- Your instructions -
The required output is the complete data, repeated without alteration.

- Dataset records -
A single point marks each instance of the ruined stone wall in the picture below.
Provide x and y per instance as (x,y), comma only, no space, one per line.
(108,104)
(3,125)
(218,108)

- Solution -
A single point marks each instance of the ruined stone wall in the picture below.
Provide x and y per instance as (x,y), comma only, no space, one per line.
(108,104)
(3,125)
(218,108)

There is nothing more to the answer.